> **TASK PROMPT**: Please output the entries below from the line that contains "Each instance of the antler tine" through the final line, reproduced exactly and alone.

> **Position identification records**:
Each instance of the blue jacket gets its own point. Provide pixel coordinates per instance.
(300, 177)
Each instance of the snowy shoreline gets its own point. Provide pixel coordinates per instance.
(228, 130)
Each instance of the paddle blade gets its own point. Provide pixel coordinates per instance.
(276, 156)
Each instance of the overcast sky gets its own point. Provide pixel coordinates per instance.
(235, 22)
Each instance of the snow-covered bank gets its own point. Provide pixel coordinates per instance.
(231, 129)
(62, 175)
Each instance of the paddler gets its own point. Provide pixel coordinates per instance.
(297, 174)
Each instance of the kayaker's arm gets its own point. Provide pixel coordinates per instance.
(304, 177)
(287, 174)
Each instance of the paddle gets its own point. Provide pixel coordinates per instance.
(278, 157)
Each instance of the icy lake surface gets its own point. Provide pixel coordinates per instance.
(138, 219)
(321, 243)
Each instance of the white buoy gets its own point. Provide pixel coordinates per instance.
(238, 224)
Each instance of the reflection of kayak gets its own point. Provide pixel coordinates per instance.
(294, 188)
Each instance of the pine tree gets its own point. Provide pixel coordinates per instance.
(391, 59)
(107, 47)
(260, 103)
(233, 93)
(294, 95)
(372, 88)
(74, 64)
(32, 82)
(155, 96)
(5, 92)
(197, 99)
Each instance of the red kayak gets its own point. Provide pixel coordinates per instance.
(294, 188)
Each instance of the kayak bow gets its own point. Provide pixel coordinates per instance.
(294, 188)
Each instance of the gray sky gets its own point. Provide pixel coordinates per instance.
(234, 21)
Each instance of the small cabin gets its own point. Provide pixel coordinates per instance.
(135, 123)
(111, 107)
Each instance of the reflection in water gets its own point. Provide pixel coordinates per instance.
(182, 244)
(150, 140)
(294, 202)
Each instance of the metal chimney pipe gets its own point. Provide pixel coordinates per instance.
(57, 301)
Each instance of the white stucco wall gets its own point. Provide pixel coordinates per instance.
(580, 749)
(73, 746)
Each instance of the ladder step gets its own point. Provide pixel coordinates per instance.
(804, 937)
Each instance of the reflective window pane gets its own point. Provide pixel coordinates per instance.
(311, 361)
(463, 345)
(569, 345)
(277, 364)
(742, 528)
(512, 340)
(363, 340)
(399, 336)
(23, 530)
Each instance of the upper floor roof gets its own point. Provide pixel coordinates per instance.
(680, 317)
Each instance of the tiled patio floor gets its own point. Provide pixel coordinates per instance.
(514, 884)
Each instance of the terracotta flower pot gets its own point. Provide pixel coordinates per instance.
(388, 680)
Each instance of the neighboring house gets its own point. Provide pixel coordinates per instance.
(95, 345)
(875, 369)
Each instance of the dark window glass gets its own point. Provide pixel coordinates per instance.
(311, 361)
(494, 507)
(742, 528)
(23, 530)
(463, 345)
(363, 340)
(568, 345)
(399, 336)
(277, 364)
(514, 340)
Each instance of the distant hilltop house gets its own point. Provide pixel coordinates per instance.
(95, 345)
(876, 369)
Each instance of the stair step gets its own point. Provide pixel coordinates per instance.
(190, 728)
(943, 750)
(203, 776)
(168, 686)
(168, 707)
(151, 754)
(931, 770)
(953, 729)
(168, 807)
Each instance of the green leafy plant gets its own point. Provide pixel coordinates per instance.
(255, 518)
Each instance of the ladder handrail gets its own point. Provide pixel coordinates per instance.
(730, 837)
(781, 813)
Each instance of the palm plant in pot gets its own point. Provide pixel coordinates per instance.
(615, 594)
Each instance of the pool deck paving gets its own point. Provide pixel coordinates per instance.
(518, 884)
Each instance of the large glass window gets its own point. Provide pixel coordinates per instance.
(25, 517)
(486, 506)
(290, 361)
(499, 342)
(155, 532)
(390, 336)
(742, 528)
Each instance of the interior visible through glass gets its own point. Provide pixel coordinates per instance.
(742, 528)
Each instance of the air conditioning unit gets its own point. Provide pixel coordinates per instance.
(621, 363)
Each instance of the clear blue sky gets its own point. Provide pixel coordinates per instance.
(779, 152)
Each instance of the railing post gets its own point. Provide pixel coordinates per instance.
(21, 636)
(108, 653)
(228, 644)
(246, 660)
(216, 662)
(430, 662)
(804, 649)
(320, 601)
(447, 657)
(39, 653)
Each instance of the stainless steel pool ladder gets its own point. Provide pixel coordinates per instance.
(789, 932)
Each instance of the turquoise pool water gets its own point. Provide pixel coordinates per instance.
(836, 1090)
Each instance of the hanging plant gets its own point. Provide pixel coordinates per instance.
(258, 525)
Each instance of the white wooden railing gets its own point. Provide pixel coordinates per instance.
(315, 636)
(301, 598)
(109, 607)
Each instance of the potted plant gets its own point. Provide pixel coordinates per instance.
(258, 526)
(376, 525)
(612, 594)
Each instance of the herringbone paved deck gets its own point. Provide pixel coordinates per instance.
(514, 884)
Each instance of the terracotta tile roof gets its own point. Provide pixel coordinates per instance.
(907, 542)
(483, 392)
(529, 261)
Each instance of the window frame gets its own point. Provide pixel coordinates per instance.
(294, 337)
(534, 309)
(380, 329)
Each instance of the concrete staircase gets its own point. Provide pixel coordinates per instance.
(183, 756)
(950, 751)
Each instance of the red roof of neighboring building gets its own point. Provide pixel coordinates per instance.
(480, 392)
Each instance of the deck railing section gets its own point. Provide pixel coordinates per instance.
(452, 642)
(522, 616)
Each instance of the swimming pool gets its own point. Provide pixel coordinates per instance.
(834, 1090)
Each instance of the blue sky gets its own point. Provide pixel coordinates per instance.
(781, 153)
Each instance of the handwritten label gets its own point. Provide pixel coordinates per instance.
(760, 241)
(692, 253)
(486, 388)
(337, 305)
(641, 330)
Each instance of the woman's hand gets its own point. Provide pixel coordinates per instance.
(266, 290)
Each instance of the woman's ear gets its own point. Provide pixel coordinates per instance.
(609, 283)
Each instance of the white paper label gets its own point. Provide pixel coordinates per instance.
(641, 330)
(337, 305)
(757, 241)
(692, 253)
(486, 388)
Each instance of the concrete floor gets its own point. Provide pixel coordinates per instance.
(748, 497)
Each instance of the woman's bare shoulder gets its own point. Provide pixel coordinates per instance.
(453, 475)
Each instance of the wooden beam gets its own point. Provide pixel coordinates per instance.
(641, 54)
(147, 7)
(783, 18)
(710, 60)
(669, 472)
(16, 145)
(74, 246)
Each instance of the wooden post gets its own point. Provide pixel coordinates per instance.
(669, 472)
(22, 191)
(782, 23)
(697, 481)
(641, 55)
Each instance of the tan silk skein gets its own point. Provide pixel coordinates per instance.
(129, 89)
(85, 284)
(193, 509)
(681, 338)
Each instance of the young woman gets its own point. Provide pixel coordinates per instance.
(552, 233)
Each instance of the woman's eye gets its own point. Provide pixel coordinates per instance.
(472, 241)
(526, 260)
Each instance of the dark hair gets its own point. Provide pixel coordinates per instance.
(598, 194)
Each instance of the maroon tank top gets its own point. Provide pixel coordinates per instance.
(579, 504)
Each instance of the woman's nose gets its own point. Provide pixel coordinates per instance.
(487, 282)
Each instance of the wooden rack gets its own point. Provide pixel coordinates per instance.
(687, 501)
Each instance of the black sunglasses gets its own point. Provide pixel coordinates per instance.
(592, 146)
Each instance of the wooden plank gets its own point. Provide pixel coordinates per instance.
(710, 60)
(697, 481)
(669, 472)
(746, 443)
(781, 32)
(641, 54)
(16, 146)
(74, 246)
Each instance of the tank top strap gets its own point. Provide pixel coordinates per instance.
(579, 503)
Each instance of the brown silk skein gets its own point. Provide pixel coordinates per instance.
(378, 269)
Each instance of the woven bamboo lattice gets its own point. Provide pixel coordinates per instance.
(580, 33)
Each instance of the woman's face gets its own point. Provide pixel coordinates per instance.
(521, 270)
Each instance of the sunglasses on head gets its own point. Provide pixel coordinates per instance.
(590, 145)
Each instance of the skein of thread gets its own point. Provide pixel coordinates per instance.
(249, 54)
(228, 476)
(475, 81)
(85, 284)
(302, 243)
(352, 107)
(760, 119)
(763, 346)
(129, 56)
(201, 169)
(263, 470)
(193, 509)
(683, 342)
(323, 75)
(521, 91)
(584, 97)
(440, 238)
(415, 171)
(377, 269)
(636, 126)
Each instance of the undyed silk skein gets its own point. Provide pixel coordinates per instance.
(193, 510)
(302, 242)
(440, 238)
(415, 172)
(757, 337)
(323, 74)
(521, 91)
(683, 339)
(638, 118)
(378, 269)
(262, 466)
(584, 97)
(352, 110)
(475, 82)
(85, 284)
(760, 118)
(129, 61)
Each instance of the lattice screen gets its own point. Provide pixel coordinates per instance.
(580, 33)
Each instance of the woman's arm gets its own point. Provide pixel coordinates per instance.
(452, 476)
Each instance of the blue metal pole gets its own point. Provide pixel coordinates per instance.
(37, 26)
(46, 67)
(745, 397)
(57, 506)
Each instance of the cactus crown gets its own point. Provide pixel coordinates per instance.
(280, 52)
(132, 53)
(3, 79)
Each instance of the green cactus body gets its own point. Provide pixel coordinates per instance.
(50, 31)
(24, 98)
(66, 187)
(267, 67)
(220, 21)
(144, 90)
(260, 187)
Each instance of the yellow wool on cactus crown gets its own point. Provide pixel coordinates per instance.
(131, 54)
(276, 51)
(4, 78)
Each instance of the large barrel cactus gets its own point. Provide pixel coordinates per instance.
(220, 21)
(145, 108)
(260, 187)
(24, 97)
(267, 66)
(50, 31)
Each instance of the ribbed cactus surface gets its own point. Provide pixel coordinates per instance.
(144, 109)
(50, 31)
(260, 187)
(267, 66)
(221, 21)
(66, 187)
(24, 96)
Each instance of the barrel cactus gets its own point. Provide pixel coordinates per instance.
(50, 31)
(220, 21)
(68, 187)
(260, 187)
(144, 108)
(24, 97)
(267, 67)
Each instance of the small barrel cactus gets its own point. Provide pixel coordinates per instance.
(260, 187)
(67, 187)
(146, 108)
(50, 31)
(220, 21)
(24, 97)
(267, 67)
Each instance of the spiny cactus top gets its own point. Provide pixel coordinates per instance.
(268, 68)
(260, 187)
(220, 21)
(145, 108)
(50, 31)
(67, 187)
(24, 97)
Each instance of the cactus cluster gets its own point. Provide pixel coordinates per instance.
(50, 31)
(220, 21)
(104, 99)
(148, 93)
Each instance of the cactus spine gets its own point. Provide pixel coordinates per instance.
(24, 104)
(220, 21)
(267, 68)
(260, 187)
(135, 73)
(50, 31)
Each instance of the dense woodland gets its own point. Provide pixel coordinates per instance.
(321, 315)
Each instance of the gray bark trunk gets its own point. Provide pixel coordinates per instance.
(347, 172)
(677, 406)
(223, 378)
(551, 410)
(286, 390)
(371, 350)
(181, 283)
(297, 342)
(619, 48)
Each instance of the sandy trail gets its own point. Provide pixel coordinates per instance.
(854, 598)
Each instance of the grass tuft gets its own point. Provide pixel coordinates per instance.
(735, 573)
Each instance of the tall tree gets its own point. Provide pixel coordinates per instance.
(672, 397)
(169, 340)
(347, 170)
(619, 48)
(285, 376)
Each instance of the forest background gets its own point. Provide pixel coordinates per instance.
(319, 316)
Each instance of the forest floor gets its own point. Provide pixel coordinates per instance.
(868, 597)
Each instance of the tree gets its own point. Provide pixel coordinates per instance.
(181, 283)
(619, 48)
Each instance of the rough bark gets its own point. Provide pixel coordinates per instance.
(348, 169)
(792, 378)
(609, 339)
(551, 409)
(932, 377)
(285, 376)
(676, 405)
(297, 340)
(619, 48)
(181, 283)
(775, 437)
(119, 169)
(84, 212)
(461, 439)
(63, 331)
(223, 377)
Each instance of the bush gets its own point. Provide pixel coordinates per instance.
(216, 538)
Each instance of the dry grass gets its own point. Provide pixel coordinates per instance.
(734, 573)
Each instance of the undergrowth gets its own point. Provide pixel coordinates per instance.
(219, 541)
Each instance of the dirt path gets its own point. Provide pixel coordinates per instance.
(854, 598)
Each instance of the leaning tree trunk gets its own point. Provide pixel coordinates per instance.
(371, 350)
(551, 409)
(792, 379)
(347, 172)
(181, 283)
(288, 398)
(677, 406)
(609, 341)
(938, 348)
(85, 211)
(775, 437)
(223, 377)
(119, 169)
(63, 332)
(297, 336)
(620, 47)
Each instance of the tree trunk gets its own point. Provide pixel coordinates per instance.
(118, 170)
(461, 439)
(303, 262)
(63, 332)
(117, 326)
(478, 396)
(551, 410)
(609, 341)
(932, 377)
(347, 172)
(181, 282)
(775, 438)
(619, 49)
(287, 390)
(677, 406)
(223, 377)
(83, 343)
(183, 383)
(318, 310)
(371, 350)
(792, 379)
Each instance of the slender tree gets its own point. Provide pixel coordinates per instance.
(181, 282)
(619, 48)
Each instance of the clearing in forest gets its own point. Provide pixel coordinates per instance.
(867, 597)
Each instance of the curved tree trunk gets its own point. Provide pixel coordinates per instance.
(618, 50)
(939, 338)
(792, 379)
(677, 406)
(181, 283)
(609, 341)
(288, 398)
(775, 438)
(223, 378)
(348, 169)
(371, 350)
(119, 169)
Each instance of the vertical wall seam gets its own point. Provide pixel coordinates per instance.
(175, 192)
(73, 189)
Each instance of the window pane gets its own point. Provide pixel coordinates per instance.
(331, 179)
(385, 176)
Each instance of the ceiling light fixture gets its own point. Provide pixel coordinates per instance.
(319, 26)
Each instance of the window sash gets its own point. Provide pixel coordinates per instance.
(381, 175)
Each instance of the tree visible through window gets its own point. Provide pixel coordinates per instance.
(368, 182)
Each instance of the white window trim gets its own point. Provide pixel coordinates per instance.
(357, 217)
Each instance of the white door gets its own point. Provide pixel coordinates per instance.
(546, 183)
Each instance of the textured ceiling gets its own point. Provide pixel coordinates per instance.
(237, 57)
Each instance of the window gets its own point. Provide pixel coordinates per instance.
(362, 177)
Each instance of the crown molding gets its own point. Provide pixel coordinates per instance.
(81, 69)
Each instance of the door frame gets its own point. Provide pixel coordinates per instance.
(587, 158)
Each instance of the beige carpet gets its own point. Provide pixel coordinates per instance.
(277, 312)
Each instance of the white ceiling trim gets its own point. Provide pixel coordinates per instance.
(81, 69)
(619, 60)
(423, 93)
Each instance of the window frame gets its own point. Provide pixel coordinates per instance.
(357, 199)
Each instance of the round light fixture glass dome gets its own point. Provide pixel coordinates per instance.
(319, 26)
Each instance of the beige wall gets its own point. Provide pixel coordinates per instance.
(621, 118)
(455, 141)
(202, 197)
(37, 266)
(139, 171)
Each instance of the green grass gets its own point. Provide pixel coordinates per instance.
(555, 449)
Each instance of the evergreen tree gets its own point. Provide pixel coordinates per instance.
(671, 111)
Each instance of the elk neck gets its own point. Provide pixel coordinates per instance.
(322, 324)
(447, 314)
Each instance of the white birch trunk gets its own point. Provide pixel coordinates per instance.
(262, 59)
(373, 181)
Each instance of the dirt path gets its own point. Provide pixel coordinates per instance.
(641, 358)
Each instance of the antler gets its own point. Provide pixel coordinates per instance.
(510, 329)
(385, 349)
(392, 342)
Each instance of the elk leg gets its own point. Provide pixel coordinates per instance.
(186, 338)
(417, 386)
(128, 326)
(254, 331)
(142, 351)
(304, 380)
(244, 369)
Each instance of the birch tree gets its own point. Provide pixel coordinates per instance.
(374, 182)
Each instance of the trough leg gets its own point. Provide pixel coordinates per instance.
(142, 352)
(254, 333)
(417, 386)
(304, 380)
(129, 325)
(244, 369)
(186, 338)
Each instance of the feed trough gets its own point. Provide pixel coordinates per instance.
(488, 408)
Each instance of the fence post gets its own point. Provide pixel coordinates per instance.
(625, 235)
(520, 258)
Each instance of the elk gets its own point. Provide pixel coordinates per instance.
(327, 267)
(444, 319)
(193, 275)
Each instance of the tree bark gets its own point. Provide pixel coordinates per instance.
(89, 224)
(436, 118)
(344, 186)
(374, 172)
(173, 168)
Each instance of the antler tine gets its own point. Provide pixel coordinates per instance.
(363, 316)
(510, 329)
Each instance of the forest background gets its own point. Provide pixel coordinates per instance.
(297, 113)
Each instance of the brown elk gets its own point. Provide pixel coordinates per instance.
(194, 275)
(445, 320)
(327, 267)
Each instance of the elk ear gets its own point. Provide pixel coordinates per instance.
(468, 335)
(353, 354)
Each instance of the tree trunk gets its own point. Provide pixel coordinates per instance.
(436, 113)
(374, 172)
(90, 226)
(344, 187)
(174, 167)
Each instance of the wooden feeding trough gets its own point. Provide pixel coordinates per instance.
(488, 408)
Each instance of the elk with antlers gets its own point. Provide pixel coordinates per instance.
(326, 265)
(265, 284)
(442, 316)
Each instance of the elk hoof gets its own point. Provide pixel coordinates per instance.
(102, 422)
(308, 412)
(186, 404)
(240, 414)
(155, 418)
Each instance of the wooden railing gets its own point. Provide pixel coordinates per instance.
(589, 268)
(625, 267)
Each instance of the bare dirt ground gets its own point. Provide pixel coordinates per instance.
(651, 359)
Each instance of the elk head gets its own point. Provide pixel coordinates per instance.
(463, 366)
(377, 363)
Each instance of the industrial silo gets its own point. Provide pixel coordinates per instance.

> **FULL SOLUTION**:
Each instance of the antler tine gets its own point. Provide pixel coordinates per instance.
(363, 316)
(510, 329)
Each instance of the forest background gets its own point. Provide pixel coordinates per instance.
(297, 113)
Each instance of the brown elk gets its own point. Provide pixel coordinates per instance.
(194, 275)
(445, 320)
(327, 267)
Each instance of the elk ear gets its own point. Provide pixel coordinates per instance.
(468, 335)
(353, 354)
Each instance of the tree trunk gets its own point. Provide pixel coordinates per instance.
(436, 113)
(374, 172)
(90, 226)
(344, 187)
(174, 167)
Each instance of the wooden feeding trough gets its own point. Provide pixel coordinates per instance.
(488, 408)
Each instance of the elk with antlers gets its own point. Provide pixel coordinates per instance.
(326, 265)
(265, 284)
(442, 316)
Each instance of the elk hoof gets its own point. Provide pixel coordinates per instance.
(102, 422)
(308, 412)
(186, 404)
(240, 414)
(155, 418)
Each instance of the wooden railing gets its own point. Provide pixel coordinates per instance.
(589, 268)
(625, 267)
Each instance of the bare dirt ground gets its own point. Provide pixel coordinates per instance.
(651, 359)
Each instance of the elk head gets its own point. Provide pixel coordinates per instance.
(463, 366)
(377, 363)
Each instance of the industrial silo gets its own point. Provide pixel coordinates per instance.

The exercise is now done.